- **Requisitos del ejercicio**:
Reproduce literalmente la parte del fragmento que arranca con las palabras que contienen "-Venimos muy condicionados" y concluye con "de tus padres.".

-Venimos muy condicionados por los mandatos familiares. Algunos los aceptamos muy gustosamente, pero otros los sentimos como una imposición. Los padres siempre proyectan sobre los hijos sus propios deseos, y ahí sí que hay una tarea del hijo, pues cuando uno es adulto debe reflexionar sobre qué parte de lo heredado no le sirve. Hay muchas imposiciones familiares, y a veces hay que romper con ellas, lo que no significa que tengamos que romper con esas personas. No tienes que repetir la vida de tus padres.
-¿Adriana lo hace?
-El tema del legado familiar lo trato a través de la madre, que es la que ha obedecido más a lo que se le ha dicho que tenía que hacer. En un momento, llega a afirmar que ella no tuvo educación, sino legado. Estudió Medicina porque su padre no pudo terminar la carrera por la guerra, y era un deseo frustrado que asume ella. En la sociedad actual los mandatos se han ido relajando, y para bien, porque menudo peso tener que ser abogado o médico porque tu abuelo lo era. Hay quien lo sufre como una condena. A veces esto pervive aún en determinados apellidos, que van unidos a estatus social o a un prestigio que puede vivirse como una cárcel.

- **Datos de señalamiento por expresiones referenciales**:
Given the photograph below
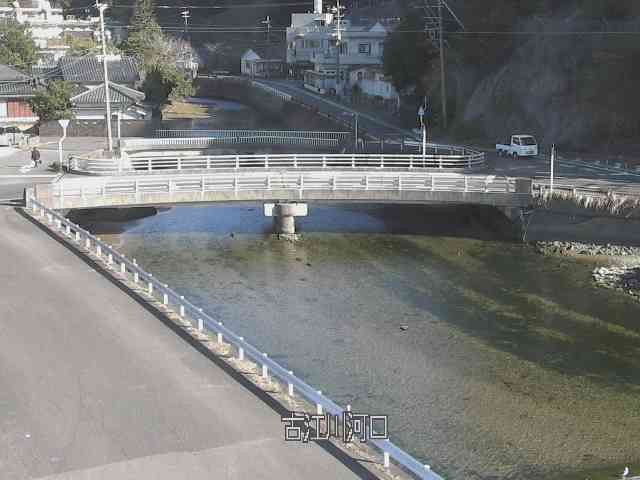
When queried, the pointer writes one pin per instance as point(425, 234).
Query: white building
point(313, 55)
point(372, 81)
point(48, 26)
point(263, 63)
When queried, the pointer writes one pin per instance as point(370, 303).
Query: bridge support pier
point(284, 222)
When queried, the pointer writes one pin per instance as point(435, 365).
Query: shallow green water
point(512, 365)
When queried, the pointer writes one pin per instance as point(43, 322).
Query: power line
point(206, 7)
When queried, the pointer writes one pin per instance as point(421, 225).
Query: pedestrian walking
point(35, 157)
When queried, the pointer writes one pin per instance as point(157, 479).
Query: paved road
point(526, 167)
point(93, 386)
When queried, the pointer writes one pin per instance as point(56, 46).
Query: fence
point(130, 271)
point(273, 91)
point(468, 161)
point(206, 138)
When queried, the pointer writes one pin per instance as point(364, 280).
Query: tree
point(408, 55)
point(157, 55)
point(16, 45)
point(145, 38)
point(164, 83)
point(53, 102)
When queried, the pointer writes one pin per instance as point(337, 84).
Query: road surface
point(94, 386)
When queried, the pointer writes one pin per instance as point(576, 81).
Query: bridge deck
point(93, 385)
point(274, 185)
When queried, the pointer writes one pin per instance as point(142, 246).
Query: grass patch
point(176, 110)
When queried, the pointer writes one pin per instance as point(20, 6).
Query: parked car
point(10, 136)
point(519, 146)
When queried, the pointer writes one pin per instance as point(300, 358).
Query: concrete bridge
point(287, 187)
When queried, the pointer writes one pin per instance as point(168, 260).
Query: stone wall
point(294, 114)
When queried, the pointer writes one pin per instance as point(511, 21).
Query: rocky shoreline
point(588, 249)
point(625, 277)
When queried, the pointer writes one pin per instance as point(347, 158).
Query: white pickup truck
point(520, 146)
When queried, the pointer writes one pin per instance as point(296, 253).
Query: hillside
point(566, 74)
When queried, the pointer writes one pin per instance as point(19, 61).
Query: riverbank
point(508, 338)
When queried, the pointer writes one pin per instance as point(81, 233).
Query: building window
point(364, 49)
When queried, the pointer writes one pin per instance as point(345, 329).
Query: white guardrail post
point(187, 310)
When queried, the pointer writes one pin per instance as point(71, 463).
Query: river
point(508, 364)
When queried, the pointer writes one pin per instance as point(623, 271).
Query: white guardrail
point(205, 138)
point(297, 182)
point(130, 270)
point(132, 164)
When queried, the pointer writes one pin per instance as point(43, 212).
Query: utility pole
point(337, 15)
point(185, 15)
point(101, 8)
point(267, 23)
point(553, 161)
point(443, 81)
point(434, 27)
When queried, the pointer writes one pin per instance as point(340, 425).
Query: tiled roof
point(8, 74)
point(89, 70)
point(16, 89)
point(118, 94)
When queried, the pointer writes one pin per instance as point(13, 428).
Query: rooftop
point(118, 94)
point(10, 74)
point(90, 70)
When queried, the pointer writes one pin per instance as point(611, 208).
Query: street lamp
point(337, 13)
point(355, 116)
point(64, 123)
point(421, 113)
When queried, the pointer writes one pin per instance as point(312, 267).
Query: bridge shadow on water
point(542, 310)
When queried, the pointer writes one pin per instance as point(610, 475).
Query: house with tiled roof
point(126, 102)
point(16, 89)
point(263, 62)
point(89, 71)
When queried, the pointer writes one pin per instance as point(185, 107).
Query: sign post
point(553, 159)
point(421, 113)
point(64, 123)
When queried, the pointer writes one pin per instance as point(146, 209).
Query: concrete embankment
point(295, 115)
point(563, 221)
point(94, 385)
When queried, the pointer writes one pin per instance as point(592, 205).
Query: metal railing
point(297, 182)
point(165, 133)
point(468, 161)
point(273, 91)
point(202, 139)
point(129, 270)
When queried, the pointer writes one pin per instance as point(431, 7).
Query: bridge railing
point(165, 133)
point(468, 161)
point(297, 182)
point(203, 139)
point(153, 289)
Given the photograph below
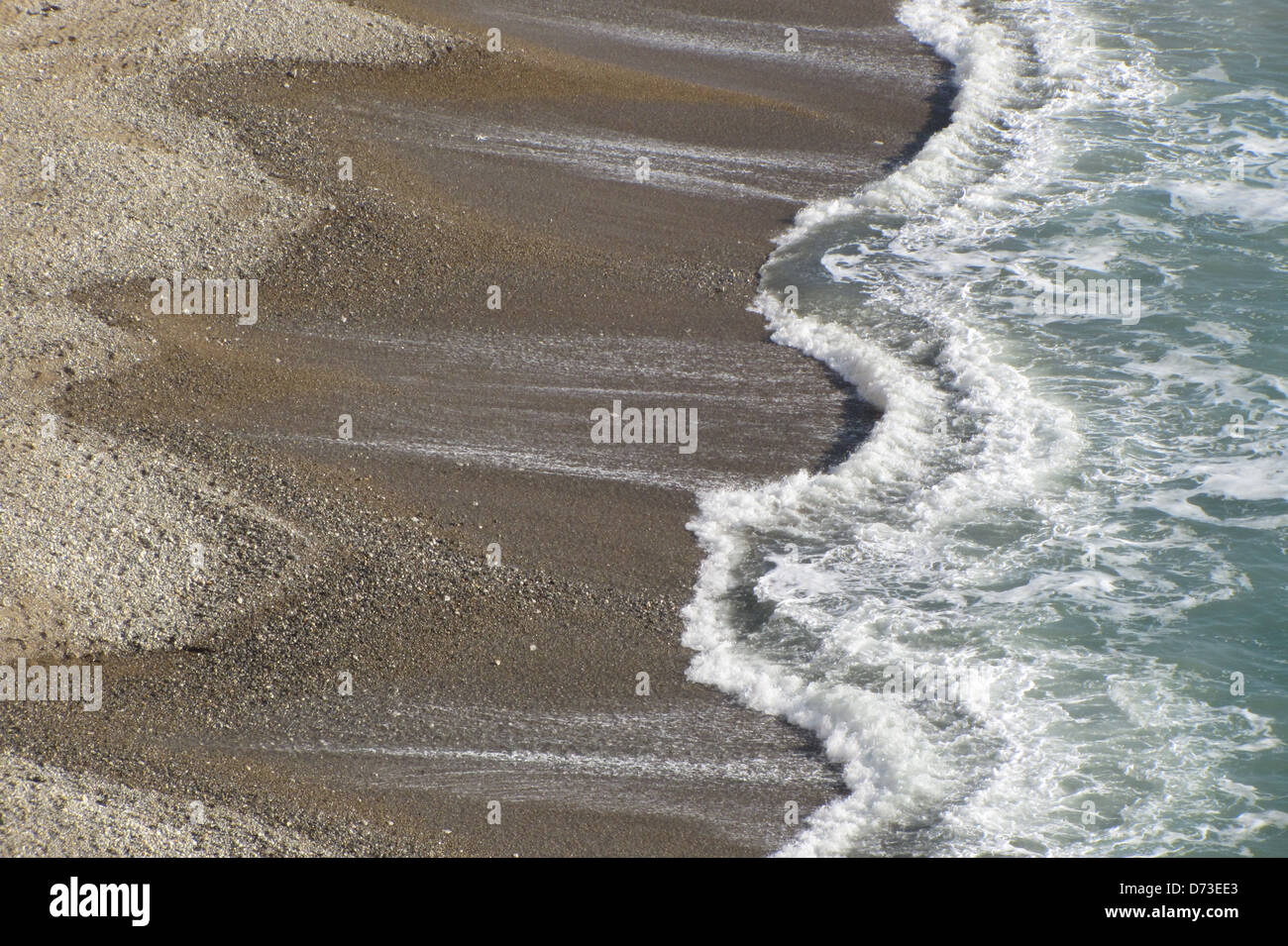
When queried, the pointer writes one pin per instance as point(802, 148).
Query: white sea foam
point(983, 524)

- **Resultado del ejercicio**:
-Venimos muy condicionados por los mandatos familiares. Algunos los aceptamos muy gustosamente, pero otros los sentimos como una imposición. Los padres siempre proyectan sobre los hijos sus propios deseos, y ahí sí que hay una tarea del hijo, pues cuando uno es adulto debe reflexionar sobre qué parte de lo heredado no le sirve. Hay muchas imposiciones familiares, y a veces hay que romper con ellas, lo que no significa que tengamos que romper con esas personas. No tienes que repetir la vida de tus padres.